EXERCISE OBJECTIVE
Write out every line of the listing below again, requests included, but multiply each x and y coordinate in the answers by 2.25 and round to the nearest whole number, with halves going up. Leave the pictures out.

INFORMATION SUPPLIED
☆ ☆ ☆
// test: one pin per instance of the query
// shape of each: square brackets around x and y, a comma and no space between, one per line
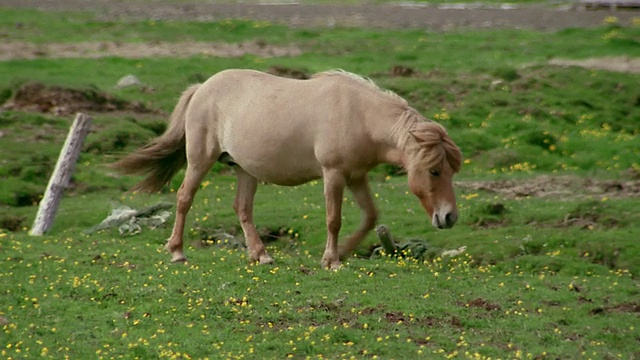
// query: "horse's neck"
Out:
[399,143]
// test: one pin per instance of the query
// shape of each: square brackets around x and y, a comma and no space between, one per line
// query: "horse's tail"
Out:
[164,156]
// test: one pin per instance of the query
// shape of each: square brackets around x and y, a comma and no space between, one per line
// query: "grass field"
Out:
[544,276]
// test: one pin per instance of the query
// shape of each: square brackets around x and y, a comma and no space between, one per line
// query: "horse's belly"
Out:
[287,173]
☆ ☆ ☆
ANSWER TO THIS EXERCISE
// test: one pin per instance of the query
// shape of each: square brackets around x and y, a comma and no space between, one per line
// query: "horse's neck"
Out:
[898,322]
// test: one pin per instance of the query
// shape of each: square brackets around x and y, a comma and no space between, one per line
// query: "horse's tail"
Out:
[369,351]
// test: one pin per instance of the query
// shape of each: square brackets around x and y, a comma and no space between, one per line
// query: "grass field"
Out:
[1224,621]
// test: one pin per instance of the query
// shape of each: square brackets around x and y, a comma and no space between, one per line
// query: "horse's belly"
Out:
[646,389]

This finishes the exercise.